*Written exercise*
Shift every pixel coordinate in the answers by adding -44 to it. Then reproduce only the part of the records that opens with the line containing "of the stainless" and closes with the end of the records, both ends included and requests kept unchanged.

# start of Data entries

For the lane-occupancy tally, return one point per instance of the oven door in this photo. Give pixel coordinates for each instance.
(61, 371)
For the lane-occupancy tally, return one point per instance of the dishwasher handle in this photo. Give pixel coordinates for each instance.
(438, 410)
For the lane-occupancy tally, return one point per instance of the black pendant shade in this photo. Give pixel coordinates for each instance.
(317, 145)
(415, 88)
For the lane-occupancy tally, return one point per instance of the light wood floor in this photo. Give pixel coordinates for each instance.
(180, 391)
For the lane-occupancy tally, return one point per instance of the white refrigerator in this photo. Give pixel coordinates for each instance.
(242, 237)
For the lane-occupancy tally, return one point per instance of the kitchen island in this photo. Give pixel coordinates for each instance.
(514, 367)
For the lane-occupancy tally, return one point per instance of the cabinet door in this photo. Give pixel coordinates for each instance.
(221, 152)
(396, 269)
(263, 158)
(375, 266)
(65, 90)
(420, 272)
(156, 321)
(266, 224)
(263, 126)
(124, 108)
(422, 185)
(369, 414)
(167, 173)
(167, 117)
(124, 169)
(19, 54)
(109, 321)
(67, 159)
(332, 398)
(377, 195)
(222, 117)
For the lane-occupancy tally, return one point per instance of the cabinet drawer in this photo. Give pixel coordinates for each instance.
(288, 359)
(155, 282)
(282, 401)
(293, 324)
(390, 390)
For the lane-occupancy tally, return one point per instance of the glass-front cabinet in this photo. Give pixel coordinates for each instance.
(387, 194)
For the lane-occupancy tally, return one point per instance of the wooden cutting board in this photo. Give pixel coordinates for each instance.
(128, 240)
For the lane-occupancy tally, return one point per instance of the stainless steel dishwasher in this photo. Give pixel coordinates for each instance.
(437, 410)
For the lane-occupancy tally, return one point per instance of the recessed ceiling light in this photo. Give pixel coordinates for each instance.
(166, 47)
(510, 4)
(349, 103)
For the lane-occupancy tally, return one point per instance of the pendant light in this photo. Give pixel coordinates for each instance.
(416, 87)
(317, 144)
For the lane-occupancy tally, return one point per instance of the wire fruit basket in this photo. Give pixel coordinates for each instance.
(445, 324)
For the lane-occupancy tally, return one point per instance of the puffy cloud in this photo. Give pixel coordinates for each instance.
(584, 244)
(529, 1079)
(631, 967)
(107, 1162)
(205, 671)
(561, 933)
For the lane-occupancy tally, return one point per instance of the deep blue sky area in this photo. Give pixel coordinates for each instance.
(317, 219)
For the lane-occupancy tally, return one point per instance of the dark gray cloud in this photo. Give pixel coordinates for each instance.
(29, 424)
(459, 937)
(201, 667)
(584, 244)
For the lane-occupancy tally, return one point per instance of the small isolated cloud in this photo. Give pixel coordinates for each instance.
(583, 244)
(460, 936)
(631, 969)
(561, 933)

# end of Data entries

*Result*
For the lane-occupancy tally, return one point per instance of the stainless steel dishwasher in this photo. Give pixel coordinates for each instance.
(393, 366)
For the lane-occupancy tally, return one point per instance of the recessed ceiling light in this photo. Give pixel coordinates for each instance.
(122, 3)
(466, -40)
(305, 59)
For the lane-occupancy tally, return one point per instance of the pendant light in this photo. Give pixel coordinates for each instance.
(372, 43)
(273, 100)
For the lane-occupancy tally, return one point per instance of the wire fruit basket in this photo. Give pixel coordinates for each instance.
(401, 280)
For the lane-occupancy tally, return one point per instance of the puffy cloud in this photo. Give pixel coordinates for each instance.
(540, 200)
(485, 1035)
(587, 923)
(63, 1118)
(161, 627)
(517, 889)
For the lane-occupancy tally, return one point per instance of the deep blue sky area in this photo. Give pixel coordinates for each instance.
(273, 175)
For the lane-occupancy tally, return one point per instance of the dark gray cloud in this photo. Give pixel coordinates for each instance.
(-15, 380)
(415, 893)
(157, 623)
(540, 200)
For the lane-occupancy tally, return one point per instance of the small isolated cloud in this photo. Give pixel coordinates for each instance.
(539, 200)
(416, 892)
(587, 925)
(517, 889)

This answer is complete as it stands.